▶ _WORK TO BE COMPLETED_:
Lines from the one containing "Exercise. Spot the shoelace" through the end of the listing are what is wanted, given again exactly with both ends included and pictures left out.

▶ _EXTRACTED DATA_:
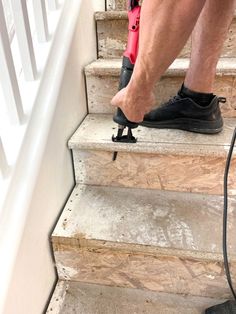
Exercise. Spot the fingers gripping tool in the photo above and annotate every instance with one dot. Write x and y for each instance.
(128, 61)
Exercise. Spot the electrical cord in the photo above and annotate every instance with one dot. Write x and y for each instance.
(225, 215)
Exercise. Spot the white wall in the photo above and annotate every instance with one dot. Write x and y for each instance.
(34, 274)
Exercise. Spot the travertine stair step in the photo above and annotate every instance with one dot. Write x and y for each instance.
(116, 5)
(112, 31)
(80, 298)
(102, 77)
(156, 240)
(161, 159)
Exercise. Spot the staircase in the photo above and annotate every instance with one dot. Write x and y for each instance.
(151, 220)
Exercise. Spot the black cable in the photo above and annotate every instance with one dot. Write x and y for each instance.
(225, 253)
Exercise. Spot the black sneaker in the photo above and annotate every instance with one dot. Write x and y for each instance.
(184, 114)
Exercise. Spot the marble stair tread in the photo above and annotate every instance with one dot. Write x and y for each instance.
(96, 131)
(112, 31)
(121, 14)
(109, 67)
(74, 297)
(148, 221)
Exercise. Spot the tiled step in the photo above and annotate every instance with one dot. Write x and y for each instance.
(116, 5)
(155, 240)
(102, 78)
(161, 159)
(112, 30)
(80, 298)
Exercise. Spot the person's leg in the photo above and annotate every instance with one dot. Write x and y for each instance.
(196, 108)
(207, 41)
(165, 26)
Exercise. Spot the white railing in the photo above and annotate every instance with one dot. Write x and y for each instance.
(26, 33)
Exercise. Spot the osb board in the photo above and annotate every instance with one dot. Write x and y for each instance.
(76, 297)
(153, 272)
(101, 89)
(147, 221)
(166, 172)
(112, 37)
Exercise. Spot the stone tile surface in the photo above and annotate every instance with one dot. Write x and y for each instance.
(102, 78)
(74, 297)
(134, 219)
(161, 159)
(112, 30)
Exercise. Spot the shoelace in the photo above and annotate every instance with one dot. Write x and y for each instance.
(222, 100)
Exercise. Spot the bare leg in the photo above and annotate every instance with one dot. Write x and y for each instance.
(207, 41)
(165, 26)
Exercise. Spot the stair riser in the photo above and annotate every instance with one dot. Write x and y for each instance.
(112, 39)
(153, 272)
(101, 89)
(200, 174)
(116, 5)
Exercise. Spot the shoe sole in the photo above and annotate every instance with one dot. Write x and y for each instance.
(191, 125)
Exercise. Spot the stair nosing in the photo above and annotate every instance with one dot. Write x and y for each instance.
(116, 15)
(111, 67)
(101, 143)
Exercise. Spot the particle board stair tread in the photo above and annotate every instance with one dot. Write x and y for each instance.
(75, 297)
(148, 221)
(96, 130)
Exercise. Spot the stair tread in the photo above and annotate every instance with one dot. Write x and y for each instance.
(115, 15)
(96, 130)
(225, 66)
(75, 297)
(152, 221)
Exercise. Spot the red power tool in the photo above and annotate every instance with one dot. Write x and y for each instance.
(128, 62)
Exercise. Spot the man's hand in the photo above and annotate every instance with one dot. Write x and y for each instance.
(134, 103)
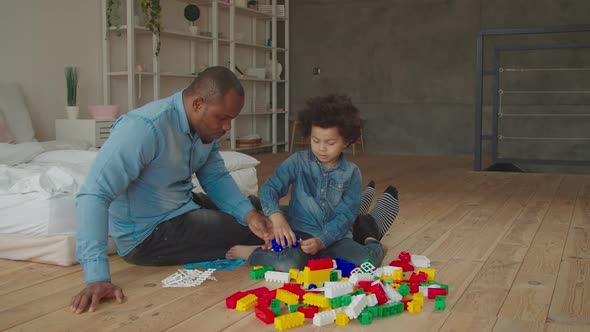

▶ _FINISHED EXERCISE_:
Exercise. Spot the shoelace in the photo above and annotate every instance with one dot. Write x and y for each instance.
(222, 100)
Exercise. Spot the bare leg in the photo above and annotate every instance with one dot. Write x and y for each instance.
(207, 41)
(165, 26)
Exercise. Spot the stair riser in the photo above and annotate every instance with one dot. Write x and y for each instance.
(112, 39)
(153, 272)
(101, 89)
(200, 174)
(116, 5)
Exercise. Spot the shoe sole in the photo above and annotate every instance with one dot. Write x and y for each instance.
(191, 125)
Exercise. Spot the stair nosing in the photo above and annotate every instance with one dot. Write x and y for each instance.
(116, 15)
(111, 67)
(101, 143)
Exercise. Spot the particle board stair tread in the photo above and annotate every instance with one dot. Write x and y for each instance.
(75, 297)
(148, 221)
(96, 130)
Exercise. Spot the stair tread in the photo above and annotate every instance with one dot. Write x and y for each instance.
(115, 15)
(96, 130)
(225, 66)
(75, 297)
(152, 221)
Exercise. Spot the red power tool in the photo above and annotate every instance with one dot. Write x and y for each instance.
(128, 62)
Exercise. Spot the man's hand in the photo above and annotate every instance with one dot. Write x and y for each instance.
(134, 103)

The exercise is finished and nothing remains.